[Excerpt from a dataset]
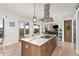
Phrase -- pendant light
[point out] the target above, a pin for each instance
(34, 17)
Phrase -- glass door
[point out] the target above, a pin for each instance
(21, 28)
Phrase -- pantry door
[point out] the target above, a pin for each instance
(68, 30)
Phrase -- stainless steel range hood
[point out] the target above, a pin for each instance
(47, 17)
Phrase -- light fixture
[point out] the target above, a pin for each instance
(34, 17)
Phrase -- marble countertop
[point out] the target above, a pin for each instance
(37, 40)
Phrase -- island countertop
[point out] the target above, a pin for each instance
(38, 40)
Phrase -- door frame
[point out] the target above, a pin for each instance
(71, 30)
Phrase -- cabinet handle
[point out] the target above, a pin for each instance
(26, 46)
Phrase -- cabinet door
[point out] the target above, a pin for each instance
(25, 48)
(44, 49)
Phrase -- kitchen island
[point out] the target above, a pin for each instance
(41, 45)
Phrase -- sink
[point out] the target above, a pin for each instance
(46, 36)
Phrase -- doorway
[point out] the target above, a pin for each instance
(68, 30)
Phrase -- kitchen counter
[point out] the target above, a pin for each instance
(38, 40)
(41, 45)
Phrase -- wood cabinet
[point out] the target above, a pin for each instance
(25, 48)
(33, 50)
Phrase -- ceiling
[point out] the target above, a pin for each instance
(27, 9)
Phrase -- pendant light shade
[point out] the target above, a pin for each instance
(34, 17)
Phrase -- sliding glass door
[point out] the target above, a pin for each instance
(1, 27)
(21, 28)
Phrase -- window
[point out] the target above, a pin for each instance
(1, 27)
(36, 29)
(21, 28)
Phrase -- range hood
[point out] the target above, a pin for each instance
(47, 17)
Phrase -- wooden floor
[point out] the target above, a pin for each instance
(62, 49)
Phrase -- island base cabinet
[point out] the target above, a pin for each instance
(33, 50)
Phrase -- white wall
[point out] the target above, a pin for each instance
(11, 34)
(61, 12)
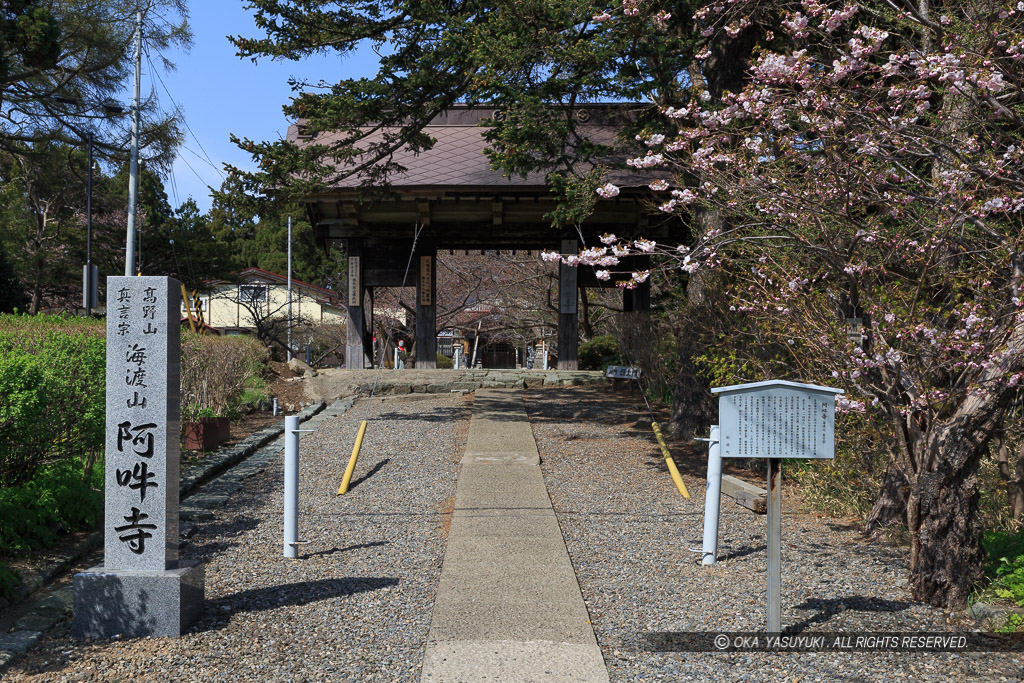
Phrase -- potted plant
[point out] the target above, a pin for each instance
(203, 430)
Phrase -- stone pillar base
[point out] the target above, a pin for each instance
(137, 602)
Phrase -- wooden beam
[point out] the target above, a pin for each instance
(568, 317)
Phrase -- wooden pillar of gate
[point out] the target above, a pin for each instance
(426, 308)
(568, 317)
(638, 300)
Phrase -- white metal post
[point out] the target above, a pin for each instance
(291, 485)
(713, 497)
(774, 624)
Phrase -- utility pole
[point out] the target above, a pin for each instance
(289, 288)
(133, 169)
(89, 282)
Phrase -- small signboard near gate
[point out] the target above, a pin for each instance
(771, 420)
(777, 419)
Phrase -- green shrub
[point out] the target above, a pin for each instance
(599, 352)
(61, 498)
(52, 393)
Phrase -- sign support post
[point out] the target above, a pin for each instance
(770, 420)
(774, 624)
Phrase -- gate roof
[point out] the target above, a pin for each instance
(464, 204)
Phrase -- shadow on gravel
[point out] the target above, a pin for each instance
(742, 552)
(289, 595)
(374, 470)
(325, 553)
(214, 538)
(436, 415)
(827, 608)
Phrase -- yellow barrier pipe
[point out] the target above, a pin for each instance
(351, 461)
(668, 461)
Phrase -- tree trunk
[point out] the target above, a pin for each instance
(689, 410)
(890, 506)
(946, 556)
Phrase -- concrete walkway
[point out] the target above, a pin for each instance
(508, 606)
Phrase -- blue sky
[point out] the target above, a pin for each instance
(222, 94)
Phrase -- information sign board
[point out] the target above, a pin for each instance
(777, 419)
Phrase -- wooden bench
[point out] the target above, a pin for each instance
(745, 495)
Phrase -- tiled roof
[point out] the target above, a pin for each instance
(457, 158)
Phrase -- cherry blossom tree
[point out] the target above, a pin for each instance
(867, 178)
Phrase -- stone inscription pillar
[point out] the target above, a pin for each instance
(141, 589)
(568, 318)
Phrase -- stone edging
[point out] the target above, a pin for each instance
(47, 611)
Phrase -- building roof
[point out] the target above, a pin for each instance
(457, 159)
(283, 280)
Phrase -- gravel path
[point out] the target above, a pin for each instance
(355, 607)
(629, 532)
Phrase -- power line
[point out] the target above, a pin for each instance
(207, 158)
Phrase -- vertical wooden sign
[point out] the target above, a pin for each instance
(426, 281)
(354, 282)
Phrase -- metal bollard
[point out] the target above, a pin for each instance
(713, 497)
(291, 485)
(292, 432)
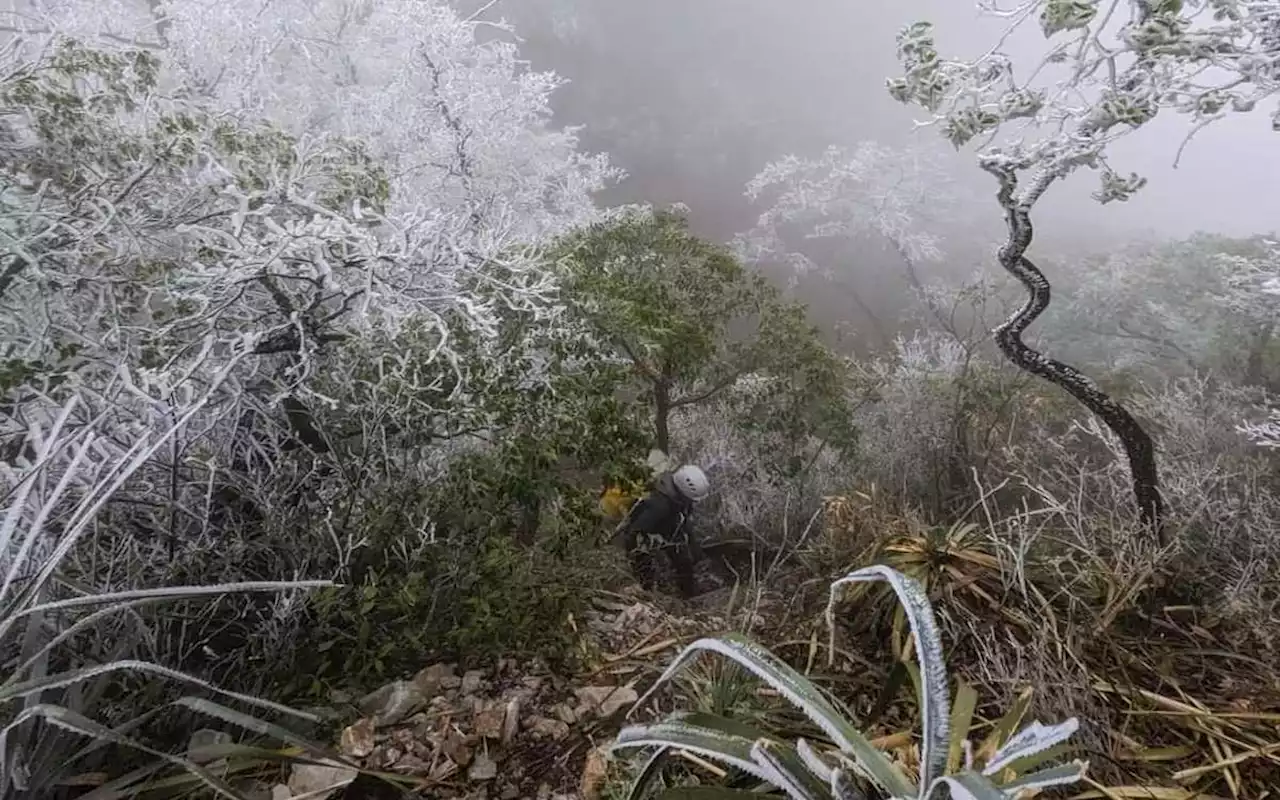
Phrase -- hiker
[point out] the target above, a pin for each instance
(658, 524)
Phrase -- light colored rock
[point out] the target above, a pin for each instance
(319, 780)
(393, 703)
(594, 775)
(437, 677)
(606, 700)
(357, 740)
(548, 727)
(565, 713)
(483, 768)
(488, 723)
(472, 681)
(511, 722)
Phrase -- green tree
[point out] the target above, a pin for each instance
(691, 320)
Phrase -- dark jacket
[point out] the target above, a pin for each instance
(662, 515)
(662, 512)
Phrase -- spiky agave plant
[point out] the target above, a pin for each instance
(805, 773)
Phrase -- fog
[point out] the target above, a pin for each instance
(694, 97)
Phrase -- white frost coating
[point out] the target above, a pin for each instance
(869, 191)
(1031, 740)
(666, 735)
(935, 702)
(799, 691)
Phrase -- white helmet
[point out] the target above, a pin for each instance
(691, 481)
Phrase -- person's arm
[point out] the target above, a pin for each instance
(649, 516)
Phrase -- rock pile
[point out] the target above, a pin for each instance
(517, 730)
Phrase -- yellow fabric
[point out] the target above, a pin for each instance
(616, 501)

GIVEN PROBLEM:
Transcribe every line of the listing above with no changes, and omit the pictures from your answer.

WRITTEN ANSWER:
Phrase -- pendant light
[point out] the target above, a pin for each instance
(34, 17)
Phrase -- glass door
[point out] the target above, a pin for each instance
(21, 28)
Phrase -- pantry door
[point out] the target above, a pin for each instance
(68, 30)
Phrase -- stainless steel range hood
[point out] the target above, a pin for each instance
(47, 17)
Phrase -- light fixture
[point out] the target above, a pin for each instance
(34, 17)
Phrase -- marble countertop
[point out] the target above, a pin for each instance
(37, 40)
Phrase -- island countertop
[point out] the target above, a pin for each instance
(38, 40)
Phrase -- door frame
[point out] the target above, a pin for each instance
(71, 30)
Phrase -- cabinet handle
[point out] the target above, a pin for each instance
(26, 46)
Phrase -- cabinet door
[point out] the target above, a pin for each instance
(25, 48)
(44, 49)
Phrase -- kitchen island
[point out] the target above, a pin for each instance
(41, 45)
Phrase -- sink
[point out] the target above, a pin for each instance
(46, 36)
Phrase -- doorway
[point out] the target above, a pin for each instance
(68, 30)
Phrase -- kitchen counter
[point out] the target above, a pin for each instance
(38, 40)
(41, 45)
Phrase -- wood cabinet
[point out] the target above, a pin for each instance
(25, 48)
(33, 50)
Phrase -- ceiling
[point out] the target above, a pin for each instance
(27, 9)
Phrase -- pendant light shade
[point out] the target above, a pin for each instance
(34, 17)
Phrase -- sliding glass door
[point out] the target above, a pin for each instance
(1, 27)
(21, 28)
Phrase -- window
[point out] the target above, a pin for each instance
(1, 27)
(36, 29)
(21, 28)
Phrase -- range hood
[point out] the target above, a pin for each instance
(47, 17)
Phrase -- wooden floor
[point out] the target above, a pin for each instance
(62, 49)
Phrase -- island base cabinet
[point out] the target above, a pin for each instance
(33, 50)
Phrase -- white wall
[point out] the target above, a pin for each instance
(11, 34)
(61, 12)
Phrase -- potted plant
[point out] the target above, a pin for each instance
(203, 430)
Phrase -- stone pillar base
[point out] the target above, a pin for each instance
(137, 602)
Phrase -- wooden beam
[point out] the target above, a pin for each instance
(568, 317)
Phrase -- wooden pillar of gate
[point out] the target above, a pin for each instance
(426, 308)
(568, 317)
(638, 300)
Phrase -- white metal post
[point out] the target above, a pin for each instance
(291, 485)
(713, 497)
(774, 624)
Phrase -- utility pole
[point out] the target above, a pin for each instance
(289, 288)
(133, 169)
(89, 282)
Phrase -- small signboard near gate
[point out] the target above, a pin for each instance
(771, 420)
(777, 419)
Phrase -- green shrub
[point out] the target above, a pin for each instance
(599, 352)
(61, 498)
(52, 393)
Phrase -- sign support post
[point out] the target above, a pin for each instance
(770, 420)
(774, 624)
Phrase -- gate roof
[point out] the target above, a pin for each instance
(464, 204)
Phrase -- shadow on gravel
[point out] the target above, a pin for each instance
(742, 552)
(289, 595)
(374, 470)
(325, 553)
(214, 538)
(436, 415)
(827, 608)
Phrase -- yellow barrier pipe
[point out] the target above, a pin for each instance
(351, 461)
(668, 461)
Phrase -- tree trunk
[point out] the target above, a pin for each instance
(689, 410)
(890, 506)
(946, 556)
Phrase -- concrete walkway
[point out] the target above, a pin for each instance
(508, 606)
Phrase -- blue sky
[point out] the target above, a pin for each instance
(222, 94)
Phrase -- information sign board
[point out] the target above, a pin for each instance
(777, 419)
Phrase -- wooden bench
[point out] the target above, a pin for each instance
(745, 495)
Phrase -- tiled roof
[point out] the target above, a pin for each instance
(457, 158)
Phrase -- cherry blossom tree
[point out] the target above, a pin for each instance
(867, 178)
Phrase -- stone inscription pillar
[point out] the target above, a pin for each instance
(141, 589)
(568, 318)
Phrase -- stone edging
[point out] the target above, a pin for each instance
(47, 611)
Phrase -- building roof
[point out] the target above, a pin for each instance
(457, 159)
(283, 280)
Phrase -- gravel path
[point out] the target above, a pin for each instance
(355, 607)
(629, 532)
Phrase -- power line
[point out] the target above, a pin for each instance
(207, 158)
Phrase -- vertical wooden sign
[point out] the target above, a pin for each instance
(426, 281)
(354, 282)
Phrase -- metal bollard
[point out] the target above, a pin for each instance
(713, 497)
(291, 485)
(292, 432)
Phrase -- hiker
[point out] the target above, a pin for each instance
(658, 524)
Phrase -- light colored rock
[point out] the target above, a pin for each instance
(319, 780)
(393, 703)
(594, 775)
(437, 677)
(606, 700)
(357, 740)
(548, 727)
(565, 713)
(483, 768)
(488, 723)
(472, 681)
(511, 722)
Phrase -- green tree
[point out] the target above, a pin for each instance
(691, 320)
Phrase -- dark jacket
[point out] the target above, a pin for each instance
(662, 515)
(662, 512)
Phrase -- spiky agave plant
[point out] the target above, a pin for each instance
(805, 773)
Phrase -- fog
[point out] the target above, a pin for each instance
(694, 97)
Phrase -- white frost coating
[point out] the target above, a pin for each instance
(869, 191)
(1031, 740)
(666, 735)
(935, 702)
(799, 691)
Phrase -- white helmet
[point out] the target above, a pin for each instance
(691, 481)
Phrase -- person's arm
[point out] the target above, a pin for each instance
(649, 516)
Phrase -- rock pile
[point out] the target above, a pin for each instance
(517, 730)
Phrase -- yellow fabric
[point out] the target above, a pin for each instance
(616, 501)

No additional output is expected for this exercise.